● Your instructions
Give the data below again exactly as it stands. Omit the pictures.

● Extracted data
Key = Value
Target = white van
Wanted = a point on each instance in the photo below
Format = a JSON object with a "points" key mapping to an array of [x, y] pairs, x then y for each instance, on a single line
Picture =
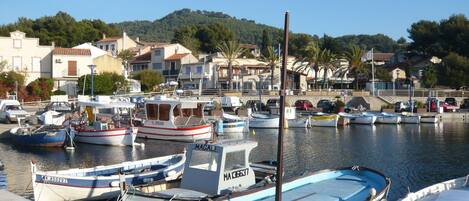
{"points": [[11, 111]]}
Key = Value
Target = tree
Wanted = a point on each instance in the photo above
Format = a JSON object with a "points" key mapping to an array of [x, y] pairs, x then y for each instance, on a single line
{"points": [[272, 58], [430, 77], [266, 42], [149, 79], [327, 62], [310, 60], [354, 57], [231, 50]]}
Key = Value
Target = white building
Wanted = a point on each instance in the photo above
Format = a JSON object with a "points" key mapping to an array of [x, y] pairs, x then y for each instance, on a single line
{"points": [[68, 65], [26, 55]]}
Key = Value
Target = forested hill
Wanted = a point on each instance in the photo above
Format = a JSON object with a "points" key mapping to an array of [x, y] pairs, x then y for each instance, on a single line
{"points": [[247, 31]]}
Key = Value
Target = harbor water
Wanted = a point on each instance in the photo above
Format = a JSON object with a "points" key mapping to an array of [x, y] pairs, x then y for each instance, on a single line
{"points": [[413, 156]]}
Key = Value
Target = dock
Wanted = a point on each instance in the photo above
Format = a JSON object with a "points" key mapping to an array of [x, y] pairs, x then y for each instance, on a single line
{"points": [[7, 195]]}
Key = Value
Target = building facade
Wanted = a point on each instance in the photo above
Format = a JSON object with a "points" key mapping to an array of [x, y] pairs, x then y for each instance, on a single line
{"points": [[25, 55]]}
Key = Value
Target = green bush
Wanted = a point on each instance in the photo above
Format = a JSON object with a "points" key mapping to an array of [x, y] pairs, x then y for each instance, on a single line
{"points": [[40, 88], [104, 84], [149, 79]]}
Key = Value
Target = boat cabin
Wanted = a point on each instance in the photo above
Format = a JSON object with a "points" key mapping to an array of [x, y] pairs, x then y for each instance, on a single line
{"points": [[174, 113], [218, 168]]}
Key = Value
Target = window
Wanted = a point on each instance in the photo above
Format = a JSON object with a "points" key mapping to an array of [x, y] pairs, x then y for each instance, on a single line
{"points": [[72, 68], [199, 69], [157, 66], [164, 112], [35, 64], [152, 111], [17, 43], [204, 160], [157, 53], [235, 160], [17, 62]]}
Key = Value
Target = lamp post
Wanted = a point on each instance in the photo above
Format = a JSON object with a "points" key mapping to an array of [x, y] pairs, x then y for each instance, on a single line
{"points": [[92, 66]]}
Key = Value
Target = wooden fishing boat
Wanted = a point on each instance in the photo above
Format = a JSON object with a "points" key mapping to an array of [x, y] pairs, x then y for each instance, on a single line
{"points": [[102, 182], [227, 175], [324, 120], [106, 122], [452, 190], [175, 119]]}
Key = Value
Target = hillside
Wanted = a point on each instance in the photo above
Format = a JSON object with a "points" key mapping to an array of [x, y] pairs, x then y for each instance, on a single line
{"points": [[247, 31]]}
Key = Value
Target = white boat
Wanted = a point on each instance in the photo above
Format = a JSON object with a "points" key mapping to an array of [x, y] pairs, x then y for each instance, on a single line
{"points": [[360, 118], [410, 119], [433, 119], [387, 118], [324, 120], [103, 123], [454, 190], [233, 124], [175, 119], [102, 182]]}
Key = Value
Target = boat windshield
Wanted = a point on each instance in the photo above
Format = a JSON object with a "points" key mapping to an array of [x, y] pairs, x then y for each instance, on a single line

● Completed task
Key = Value
Target = white van
Wanted = a point on each instance in the photo below
Format = a JSON object with a "points" key mapping to an array of [x, y] pairs, x then y for each instance, on a single line
Picture =
{"points": [[11, 111]]}
Key = Value
Target = tree
Wanted = a point on each instance in the photo above
Format = a JSON object with a "points" key mapping to an array of [x, y] pairs, x then y for each instance, on a single line
{"points": [[272, 58], [430, 77], [266, 42], [149, 79], [327, 62], [310, 60], [354, 57], [231, 50]]}
Key = Value
Target = white building
Wanted = a point on each instance in the photo above
Format = a JSON object with a "points" key mapping to an array of [x, y] pairs, x then y for each instance, on a single line
{"points": [[68, 65], [26, 55]]}
Key = Value
Target = forested hill
Wanted = a point on each instance in the photo above
Format = a JSON object with a "points" key mapping to an array of [x, y] pairs, x then y for each instance, on a single line
{"points": [[247, 31]]}
Key = Value
Target = harbor water
Wanted = a point on each instance in the photo above
Format = a JSON object with a "points" key mapping to an array of [x, y] pairs, x then y for each instance, on a single line
{"points": [[413, 156]]}
Key = Value
Target = dock
Wanted = a point on each instance in the photo above
Format = a JSON object with a "points" key mapping to an array of [x, y] pairs, x then y for each instance, on a single line
{"points": [[7, 195]]}
Key = Value
Target = building facade
Wanted = a point on each instance in the photo above
Format = a JSON object with a "points" key mapping to an array of [x, y] pairs, x then y for each instance, on a single line
{"points": [[25, 55]]}
Key = Value
Target = green bush
Wanted = a point on each instance in the photo above
Format = a JSON object with a "points" key mapping to an array of [x, y] pairs, x then y for each instance, on a single line
{"points": [[40, 88], [104, 84], [149, 79]]}
Key = Value
Target = boat cabin
Wanted = a point on each instance in the photo above
Format = a JSON object with a "points" key mapping to an array of [x, y] pairs, x then y for each instance, on a single line
{"points": [[174, 113], [218, 168]]}
Key = Value
Target = window
Wanted = a point on each instance in the photo above
Format = a JSON object with a "points" key mapping to an array of [x, y] pairs, x then y for each instance, on a single line
{"points": [[72, 68], [199, 69], [157, 66], [164, 112], [35, 64], [152, 111], [17, 43], [204, 160], [157, 53], [235, 160], [17, 62]]}
Key = Value
Target = lamp post
Wanted = a point on each instance in the photo above
Format = a JSON object with a "points" key mapping to an array of [x, y] pairs, x then y for each instance, on a single line
{"points": [[92, 66]]}
Key = Value
Target = wooden fishing boat
Wanted = a point on each instance in the photo above
Format = a JSON object with a "points" key mapping to an array of [x, y] pairs, x then y for each instance, on a single line
{"points": [[102, 182], [227, 175], [324, 120], [106, 122], [452, 190], [175, 119]]}
Key = Value
Target = hillside
Wanted = a point on each instance in the photo above
Format = a JSON object with a "points" key mapping to an array of [x, y] pairs, x then y for each instance, on a single line
{"points": [[247, 31]]}
Key = Value
Target = white boat
Wanted = a point on each instance in the photo above
Format = a JSON object with a "points" key mapping to an array of [x, y] pairs, x then y for each instance, on a single line
{"points": [[360, 118], [410, 119], [433, 119], [387, 118], [324, 120], [103, 123], [454, 190], [233, 124], [175, 119], [102, 182]]}
Key = Value
Target = boat windshield
Wanted = a point on each instance in the photo above
Format = a JSON object with a "points" key mapping to an array of [x, y] pairs, x then y for each instance, on a single line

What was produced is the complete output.